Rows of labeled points
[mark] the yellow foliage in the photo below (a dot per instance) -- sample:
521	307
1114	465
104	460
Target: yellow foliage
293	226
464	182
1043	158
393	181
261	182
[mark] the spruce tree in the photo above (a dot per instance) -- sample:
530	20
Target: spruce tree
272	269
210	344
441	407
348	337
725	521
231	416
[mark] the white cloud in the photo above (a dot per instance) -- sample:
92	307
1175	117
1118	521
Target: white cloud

## [To do]
Can you reproduce every one of the rows above word for word?

## [Result for this task]
[mark] the yellow foliage in the photo below (a dot per instance) -- sample:
521	307
1114	465
104	460
Target: yellow foliage
293	226
464	182
1043	158
393	181
261	182
[mark] the spruce tree in the photo above (a dot per instance) -- sample:
530	20
Target: spruce tree
272	269
210	344
441	407
348	337
725	521
231	416
[mark] the white cloud in the photo above (a dot per instance) -- sample:
92	307
1175	117
1118	521
Target: white cloud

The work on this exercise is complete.